_To do_:
Could you please return each line of the data that has the word "grass"?

_Referring expression data_:
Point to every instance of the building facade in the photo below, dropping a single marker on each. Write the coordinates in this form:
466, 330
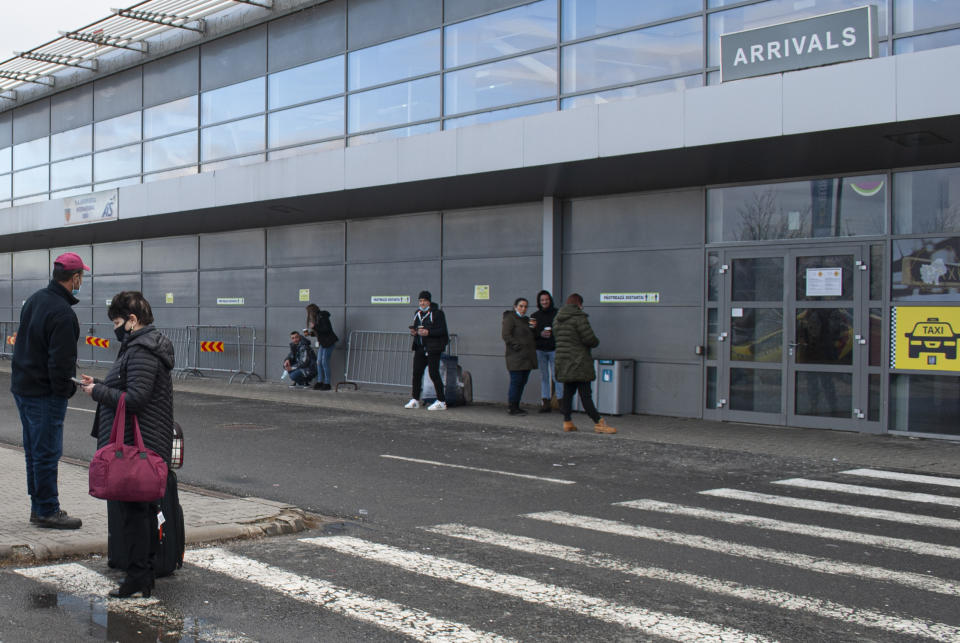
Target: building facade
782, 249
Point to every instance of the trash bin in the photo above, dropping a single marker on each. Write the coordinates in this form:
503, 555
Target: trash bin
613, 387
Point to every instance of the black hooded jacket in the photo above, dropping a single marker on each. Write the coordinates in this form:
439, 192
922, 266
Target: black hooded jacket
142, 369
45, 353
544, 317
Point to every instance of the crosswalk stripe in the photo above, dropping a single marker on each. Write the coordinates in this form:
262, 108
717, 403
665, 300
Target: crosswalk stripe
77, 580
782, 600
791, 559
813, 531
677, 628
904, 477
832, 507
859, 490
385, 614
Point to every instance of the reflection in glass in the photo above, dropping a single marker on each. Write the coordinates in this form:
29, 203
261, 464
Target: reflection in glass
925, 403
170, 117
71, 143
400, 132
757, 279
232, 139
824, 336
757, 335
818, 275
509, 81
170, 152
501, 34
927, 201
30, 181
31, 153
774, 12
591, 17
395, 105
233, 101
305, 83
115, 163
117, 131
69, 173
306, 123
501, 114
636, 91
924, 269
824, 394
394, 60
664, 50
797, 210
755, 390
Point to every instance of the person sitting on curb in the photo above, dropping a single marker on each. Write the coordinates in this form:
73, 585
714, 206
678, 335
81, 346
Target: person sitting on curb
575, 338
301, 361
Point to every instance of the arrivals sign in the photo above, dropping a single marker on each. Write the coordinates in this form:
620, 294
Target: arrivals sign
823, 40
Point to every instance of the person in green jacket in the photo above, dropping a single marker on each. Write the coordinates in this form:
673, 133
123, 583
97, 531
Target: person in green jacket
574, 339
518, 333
--
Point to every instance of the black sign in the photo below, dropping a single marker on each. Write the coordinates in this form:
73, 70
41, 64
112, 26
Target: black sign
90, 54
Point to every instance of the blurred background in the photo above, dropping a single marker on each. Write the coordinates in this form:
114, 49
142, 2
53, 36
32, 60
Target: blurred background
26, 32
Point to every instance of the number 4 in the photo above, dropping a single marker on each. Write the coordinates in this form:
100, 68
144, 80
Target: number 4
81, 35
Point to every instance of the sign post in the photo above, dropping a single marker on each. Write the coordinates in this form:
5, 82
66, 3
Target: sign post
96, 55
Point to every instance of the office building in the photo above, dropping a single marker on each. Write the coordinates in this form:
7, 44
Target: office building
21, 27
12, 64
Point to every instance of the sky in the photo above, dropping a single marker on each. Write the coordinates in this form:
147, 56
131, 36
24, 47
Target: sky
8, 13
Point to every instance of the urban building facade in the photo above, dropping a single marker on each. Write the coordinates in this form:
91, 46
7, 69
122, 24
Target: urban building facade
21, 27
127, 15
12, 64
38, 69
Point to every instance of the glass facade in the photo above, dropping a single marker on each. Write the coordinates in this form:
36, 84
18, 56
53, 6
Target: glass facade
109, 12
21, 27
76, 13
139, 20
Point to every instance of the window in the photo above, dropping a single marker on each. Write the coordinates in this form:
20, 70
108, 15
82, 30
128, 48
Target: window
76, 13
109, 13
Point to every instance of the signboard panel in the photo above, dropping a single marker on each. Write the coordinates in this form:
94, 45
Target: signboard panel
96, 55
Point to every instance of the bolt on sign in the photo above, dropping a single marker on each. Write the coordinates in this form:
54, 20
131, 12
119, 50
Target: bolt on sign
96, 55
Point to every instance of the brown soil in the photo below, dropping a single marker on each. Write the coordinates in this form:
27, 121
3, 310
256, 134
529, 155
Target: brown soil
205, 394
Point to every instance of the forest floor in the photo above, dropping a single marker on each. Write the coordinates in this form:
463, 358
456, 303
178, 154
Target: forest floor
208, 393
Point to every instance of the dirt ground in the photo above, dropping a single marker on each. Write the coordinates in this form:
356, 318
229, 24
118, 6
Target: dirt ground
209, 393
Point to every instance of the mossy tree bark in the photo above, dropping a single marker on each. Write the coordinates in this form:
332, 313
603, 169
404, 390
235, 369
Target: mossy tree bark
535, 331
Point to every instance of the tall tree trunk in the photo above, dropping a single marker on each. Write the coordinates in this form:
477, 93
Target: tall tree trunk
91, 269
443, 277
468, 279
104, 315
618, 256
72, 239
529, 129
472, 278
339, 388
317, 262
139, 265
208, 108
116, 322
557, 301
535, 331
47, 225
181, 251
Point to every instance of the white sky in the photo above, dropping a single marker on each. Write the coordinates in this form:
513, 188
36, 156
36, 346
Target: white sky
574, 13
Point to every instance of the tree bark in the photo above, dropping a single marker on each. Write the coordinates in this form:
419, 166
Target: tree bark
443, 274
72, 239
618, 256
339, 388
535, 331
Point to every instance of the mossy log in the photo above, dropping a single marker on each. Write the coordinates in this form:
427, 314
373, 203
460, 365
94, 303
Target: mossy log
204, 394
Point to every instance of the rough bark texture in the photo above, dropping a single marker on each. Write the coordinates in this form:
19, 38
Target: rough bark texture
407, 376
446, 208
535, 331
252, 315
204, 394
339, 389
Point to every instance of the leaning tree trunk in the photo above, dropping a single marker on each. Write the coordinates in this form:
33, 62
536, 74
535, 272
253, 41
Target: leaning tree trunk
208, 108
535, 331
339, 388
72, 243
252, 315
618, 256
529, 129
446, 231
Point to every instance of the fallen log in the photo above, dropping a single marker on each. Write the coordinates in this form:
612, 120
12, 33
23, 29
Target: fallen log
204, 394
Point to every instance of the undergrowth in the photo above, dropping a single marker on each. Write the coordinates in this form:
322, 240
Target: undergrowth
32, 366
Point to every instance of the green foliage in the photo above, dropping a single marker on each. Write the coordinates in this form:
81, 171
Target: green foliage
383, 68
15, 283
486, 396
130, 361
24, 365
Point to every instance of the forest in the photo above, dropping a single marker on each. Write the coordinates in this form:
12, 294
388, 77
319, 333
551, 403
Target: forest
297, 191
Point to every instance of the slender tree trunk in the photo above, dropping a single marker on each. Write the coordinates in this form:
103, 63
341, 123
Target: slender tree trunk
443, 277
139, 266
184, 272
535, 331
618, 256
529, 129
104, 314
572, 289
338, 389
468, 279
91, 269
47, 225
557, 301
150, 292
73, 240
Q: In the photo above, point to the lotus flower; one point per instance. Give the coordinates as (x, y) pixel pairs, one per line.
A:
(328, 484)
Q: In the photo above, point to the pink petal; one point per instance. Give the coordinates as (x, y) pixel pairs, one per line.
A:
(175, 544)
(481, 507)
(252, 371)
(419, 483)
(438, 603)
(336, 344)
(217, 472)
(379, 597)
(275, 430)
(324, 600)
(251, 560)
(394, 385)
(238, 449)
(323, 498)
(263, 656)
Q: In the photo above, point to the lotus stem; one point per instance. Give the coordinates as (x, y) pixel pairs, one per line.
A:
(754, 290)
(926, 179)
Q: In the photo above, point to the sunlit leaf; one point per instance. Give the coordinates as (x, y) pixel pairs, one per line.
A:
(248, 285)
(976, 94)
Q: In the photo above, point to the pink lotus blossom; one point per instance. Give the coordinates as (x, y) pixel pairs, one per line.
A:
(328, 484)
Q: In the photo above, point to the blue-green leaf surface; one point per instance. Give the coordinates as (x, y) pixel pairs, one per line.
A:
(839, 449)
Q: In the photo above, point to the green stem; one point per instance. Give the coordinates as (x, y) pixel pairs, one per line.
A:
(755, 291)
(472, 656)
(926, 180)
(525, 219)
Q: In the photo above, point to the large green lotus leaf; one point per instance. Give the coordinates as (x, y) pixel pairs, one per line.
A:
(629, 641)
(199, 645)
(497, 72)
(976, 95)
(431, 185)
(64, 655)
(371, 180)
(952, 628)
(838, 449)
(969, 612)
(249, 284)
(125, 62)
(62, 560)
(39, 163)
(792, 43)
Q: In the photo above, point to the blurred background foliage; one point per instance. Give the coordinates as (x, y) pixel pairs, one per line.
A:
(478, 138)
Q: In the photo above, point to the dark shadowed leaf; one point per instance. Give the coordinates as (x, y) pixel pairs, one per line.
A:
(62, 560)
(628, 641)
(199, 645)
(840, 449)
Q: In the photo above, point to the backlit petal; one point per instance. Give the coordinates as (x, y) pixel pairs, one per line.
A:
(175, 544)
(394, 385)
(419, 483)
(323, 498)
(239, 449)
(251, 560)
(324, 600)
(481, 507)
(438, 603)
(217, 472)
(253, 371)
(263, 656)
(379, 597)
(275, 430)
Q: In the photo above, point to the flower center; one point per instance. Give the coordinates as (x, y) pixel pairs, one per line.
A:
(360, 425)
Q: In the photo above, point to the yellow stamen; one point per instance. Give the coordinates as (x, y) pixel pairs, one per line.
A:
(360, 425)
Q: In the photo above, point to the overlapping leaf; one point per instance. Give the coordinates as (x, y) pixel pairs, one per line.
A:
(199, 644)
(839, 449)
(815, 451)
==
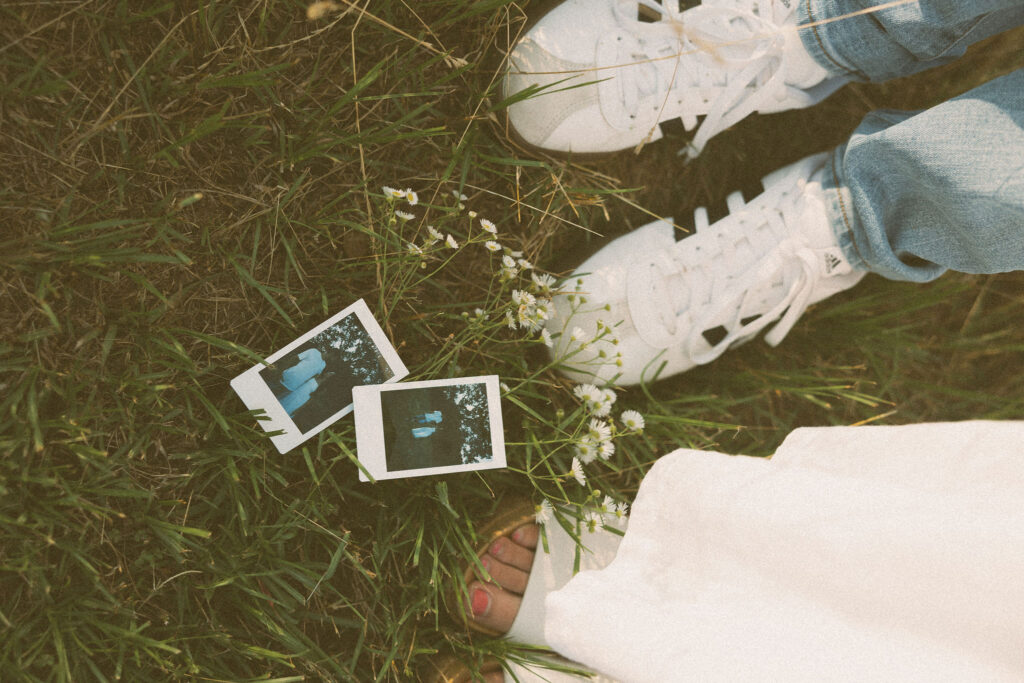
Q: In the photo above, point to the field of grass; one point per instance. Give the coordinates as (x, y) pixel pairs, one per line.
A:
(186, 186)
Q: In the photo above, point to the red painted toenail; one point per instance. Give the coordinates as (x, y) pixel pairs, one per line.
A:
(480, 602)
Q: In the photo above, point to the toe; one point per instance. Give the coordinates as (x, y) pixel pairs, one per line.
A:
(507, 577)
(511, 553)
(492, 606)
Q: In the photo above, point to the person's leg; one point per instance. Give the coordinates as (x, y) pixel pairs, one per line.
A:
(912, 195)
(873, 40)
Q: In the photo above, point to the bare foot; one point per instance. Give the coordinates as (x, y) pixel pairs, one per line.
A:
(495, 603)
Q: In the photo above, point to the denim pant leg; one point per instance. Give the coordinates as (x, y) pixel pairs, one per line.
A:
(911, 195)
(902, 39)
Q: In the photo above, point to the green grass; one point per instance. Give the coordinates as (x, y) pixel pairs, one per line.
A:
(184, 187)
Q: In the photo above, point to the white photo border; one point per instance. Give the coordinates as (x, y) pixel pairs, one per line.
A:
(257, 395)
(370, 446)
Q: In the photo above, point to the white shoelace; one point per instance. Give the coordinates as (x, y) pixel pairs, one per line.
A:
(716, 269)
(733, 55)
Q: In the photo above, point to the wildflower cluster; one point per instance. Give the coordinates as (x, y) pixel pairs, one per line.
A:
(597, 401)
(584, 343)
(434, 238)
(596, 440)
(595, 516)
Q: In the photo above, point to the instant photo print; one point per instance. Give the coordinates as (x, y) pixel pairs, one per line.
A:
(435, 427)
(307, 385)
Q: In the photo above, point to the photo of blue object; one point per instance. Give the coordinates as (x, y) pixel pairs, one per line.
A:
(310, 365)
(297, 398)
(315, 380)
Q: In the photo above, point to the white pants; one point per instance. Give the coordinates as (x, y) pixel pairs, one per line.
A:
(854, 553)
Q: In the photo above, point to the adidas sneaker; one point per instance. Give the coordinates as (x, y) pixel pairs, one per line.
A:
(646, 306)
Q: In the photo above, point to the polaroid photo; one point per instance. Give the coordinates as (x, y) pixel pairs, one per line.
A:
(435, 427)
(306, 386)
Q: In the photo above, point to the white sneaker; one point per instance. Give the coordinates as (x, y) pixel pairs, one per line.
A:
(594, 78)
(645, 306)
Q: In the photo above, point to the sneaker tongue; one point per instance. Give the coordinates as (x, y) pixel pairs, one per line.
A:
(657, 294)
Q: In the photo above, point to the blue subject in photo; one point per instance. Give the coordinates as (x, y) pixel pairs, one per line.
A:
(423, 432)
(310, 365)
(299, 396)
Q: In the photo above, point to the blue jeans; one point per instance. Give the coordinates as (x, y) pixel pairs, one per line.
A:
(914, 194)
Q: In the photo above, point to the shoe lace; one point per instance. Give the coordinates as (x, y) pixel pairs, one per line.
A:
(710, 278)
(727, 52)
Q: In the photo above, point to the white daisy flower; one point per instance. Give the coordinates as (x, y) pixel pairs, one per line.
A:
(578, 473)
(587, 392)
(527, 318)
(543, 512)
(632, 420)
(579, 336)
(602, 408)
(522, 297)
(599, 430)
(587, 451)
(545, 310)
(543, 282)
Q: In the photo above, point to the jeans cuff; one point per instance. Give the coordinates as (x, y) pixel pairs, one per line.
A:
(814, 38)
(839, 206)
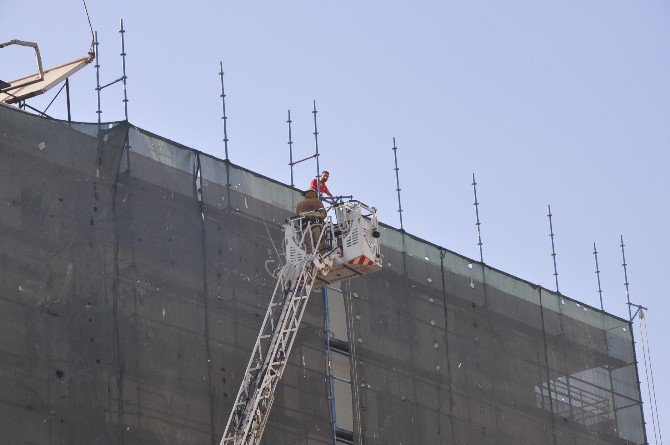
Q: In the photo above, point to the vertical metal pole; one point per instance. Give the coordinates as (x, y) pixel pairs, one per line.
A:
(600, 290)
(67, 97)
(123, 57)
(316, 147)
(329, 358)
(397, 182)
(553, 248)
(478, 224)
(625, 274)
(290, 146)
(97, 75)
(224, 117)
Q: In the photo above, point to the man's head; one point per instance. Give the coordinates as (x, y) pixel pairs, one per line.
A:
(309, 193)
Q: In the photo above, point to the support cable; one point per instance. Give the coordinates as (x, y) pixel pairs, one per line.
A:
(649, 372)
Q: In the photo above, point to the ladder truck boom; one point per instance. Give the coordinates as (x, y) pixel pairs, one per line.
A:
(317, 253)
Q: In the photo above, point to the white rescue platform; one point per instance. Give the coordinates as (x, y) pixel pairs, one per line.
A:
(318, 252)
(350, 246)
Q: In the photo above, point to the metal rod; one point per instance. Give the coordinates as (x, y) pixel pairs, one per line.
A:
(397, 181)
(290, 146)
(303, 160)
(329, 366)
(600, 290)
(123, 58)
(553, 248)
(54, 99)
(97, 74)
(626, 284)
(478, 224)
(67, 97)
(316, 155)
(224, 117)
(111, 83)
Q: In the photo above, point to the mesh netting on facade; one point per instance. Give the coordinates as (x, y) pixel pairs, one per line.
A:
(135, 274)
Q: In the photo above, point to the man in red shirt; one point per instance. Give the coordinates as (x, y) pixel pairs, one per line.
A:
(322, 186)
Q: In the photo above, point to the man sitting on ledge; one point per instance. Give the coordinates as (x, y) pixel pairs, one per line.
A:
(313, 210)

_Answer below_:
Q: In the photo above, point to the field of grass; one point per instance. Give the coordinates as (x, y) pixel pairs, one per line.
Q: In the photo above, point to the green grass; one point per instance. Give the coordinates as (x, y) pixel pairs, one per line.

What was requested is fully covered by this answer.